Exercices =
a – D'après l'extrait sur les transports publics genevois, de quelles distinctions entre billets et tarifs la gratuité permettrait-elle d'en finir ? Citez-les toutes.
b – Poursuivez l'extrait sur les transports publics genevois après sa dernière phrase.

Extrait fourni =
#####
Le même Luc Barthassat qui menace de dégrader l'offre et les services des TPG si la hausse des tarifs n'était pas acceptée par le peuple, propose aux automobilistes la "circulation alternée sur une base volontaire" (utiliser, si on veut bien, sa bagnole un jour sur deux en fonction de son numéro de plaque). On a mieux à lui suggérer : une hausse des tarifs "sur une base volontaire". Voire même, de ne payer son bus et son tram que sur une base également volontaire (ce que pour notre part nous faisons d'ailleurs déjà). Le volontariat, c'est l'avenir. Comme d'ailleurs la gratuité des transports publics (nous l'avons proposée au Conseil municipal de la Ville de Genève, pour les "lignes de quartier" intramuros...). La gratuité, en effet, est le mode le plus simple et le plus égalitaire de définir un tarif. Dans le cas des transports publics, on en finit avec les différenciations de billets et d'abonnements, les tarifs réduits, les demi-tarifs, les tarifs pour brefs parcours. On en finit aussi avec les coûts liés aux automates distributeurs de billets, à leur achat ou leur location, à leur entretien, à leur réparation. On en finit enfin avec le coût des contrôles, de la perception des amendes, du recouvrement des amendes impayées. On fait assumer le coût des transports publics par les caisses publiques, c'est-à-dire par l'impôt (en sus de recettes additionnelles, comme la publicité ou la location de services ou de matériel) et on cesse de faire payer deux fois les usagers : une fois en tant que contribuables, une deuxième fois en tant qu'usagers.
#####
Données fournies =
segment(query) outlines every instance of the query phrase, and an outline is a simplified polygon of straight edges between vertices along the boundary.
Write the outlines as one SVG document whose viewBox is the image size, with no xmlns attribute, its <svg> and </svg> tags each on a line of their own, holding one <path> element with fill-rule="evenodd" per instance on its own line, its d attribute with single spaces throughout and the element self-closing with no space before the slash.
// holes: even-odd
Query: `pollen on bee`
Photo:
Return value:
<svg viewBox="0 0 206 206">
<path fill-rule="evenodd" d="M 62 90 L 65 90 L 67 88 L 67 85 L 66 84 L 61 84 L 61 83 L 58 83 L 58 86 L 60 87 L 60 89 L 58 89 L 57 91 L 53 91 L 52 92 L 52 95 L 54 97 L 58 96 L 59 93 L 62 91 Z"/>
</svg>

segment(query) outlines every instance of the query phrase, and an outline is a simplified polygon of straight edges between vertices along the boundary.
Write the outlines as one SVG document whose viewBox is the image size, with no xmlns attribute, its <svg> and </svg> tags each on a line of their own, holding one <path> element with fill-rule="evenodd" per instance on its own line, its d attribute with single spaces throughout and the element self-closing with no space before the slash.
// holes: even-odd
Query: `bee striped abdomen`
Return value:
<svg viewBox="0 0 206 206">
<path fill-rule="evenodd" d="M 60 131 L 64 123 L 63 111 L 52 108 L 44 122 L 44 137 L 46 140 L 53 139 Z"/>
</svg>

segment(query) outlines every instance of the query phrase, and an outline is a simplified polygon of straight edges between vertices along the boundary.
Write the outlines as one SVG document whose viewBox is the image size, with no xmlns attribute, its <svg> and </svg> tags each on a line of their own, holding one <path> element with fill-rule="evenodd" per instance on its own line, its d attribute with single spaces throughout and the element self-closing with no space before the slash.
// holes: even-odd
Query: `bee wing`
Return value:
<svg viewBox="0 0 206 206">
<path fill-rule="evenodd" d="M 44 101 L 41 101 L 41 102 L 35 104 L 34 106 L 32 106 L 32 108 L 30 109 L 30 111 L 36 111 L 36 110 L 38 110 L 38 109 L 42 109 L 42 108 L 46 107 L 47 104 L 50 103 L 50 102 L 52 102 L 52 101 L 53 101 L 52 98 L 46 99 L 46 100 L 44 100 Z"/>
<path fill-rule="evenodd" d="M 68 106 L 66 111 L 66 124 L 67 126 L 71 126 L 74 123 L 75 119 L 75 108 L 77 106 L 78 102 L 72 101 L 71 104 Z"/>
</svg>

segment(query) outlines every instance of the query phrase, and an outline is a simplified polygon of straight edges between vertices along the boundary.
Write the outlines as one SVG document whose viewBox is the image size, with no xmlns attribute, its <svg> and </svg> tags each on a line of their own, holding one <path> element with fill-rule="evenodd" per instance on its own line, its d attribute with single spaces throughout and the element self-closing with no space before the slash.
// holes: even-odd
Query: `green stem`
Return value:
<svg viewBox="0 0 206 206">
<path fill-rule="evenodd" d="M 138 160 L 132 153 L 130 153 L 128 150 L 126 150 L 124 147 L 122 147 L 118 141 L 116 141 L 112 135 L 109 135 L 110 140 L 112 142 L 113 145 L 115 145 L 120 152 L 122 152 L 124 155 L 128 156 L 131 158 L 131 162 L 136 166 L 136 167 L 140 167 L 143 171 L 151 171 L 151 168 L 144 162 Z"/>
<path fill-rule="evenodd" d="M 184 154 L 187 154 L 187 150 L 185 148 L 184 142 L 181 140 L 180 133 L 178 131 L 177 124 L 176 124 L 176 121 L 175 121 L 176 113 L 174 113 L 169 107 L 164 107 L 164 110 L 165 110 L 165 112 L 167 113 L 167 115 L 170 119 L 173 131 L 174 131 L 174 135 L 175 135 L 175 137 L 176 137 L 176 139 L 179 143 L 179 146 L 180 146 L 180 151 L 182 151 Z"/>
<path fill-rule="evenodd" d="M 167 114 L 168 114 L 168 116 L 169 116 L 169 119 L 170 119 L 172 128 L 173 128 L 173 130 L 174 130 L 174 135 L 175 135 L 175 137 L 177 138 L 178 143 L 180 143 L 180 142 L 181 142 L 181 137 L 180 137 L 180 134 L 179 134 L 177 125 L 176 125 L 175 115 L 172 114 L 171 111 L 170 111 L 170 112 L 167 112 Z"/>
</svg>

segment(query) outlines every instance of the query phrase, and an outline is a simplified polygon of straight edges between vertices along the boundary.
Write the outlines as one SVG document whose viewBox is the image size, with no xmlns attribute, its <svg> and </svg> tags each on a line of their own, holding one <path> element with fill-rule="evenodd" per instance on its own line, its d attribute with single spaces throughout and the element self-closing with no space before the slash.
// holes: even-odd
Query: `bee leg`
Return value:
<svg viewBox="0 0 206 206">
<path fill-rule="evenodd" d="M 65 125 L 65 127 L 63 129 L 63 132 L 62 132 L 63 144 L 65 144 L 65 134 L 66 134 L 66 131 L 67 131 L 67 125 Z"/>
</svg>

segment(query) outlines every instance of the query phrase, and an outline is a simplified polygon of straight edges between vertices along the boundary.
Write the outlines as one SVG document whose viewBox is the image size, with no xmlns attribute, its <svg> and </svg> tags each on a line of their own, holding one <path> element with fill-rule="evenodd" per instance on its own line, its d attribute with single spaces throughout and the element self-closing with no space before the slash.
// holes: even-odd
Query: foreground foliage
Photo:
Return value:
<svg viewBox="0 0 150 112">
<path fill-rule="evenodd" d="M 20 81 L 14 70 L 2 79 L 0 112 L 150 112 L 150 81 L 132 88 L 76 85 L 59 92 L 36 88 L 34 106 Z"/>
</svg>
#####
Réponses =
a –
- les différenciations de billets et d'abonnements
- les tarifs réduits
- les demi-tarifs
- les tarifs pour brefs parcours

b –
"Il nous faut passer de la circulation comme supplément du travail à la circulation comme plaisir", prônait Guy Debord. On en est encore à la circulation comme supplément du travail -un supplément qu'on fait payer, comme s'il était un luxe, et ni un droit, ni une nécessité. C'est de cela aussi, de cette forme de racket,  que la gratuité des transports nous ferait sortir.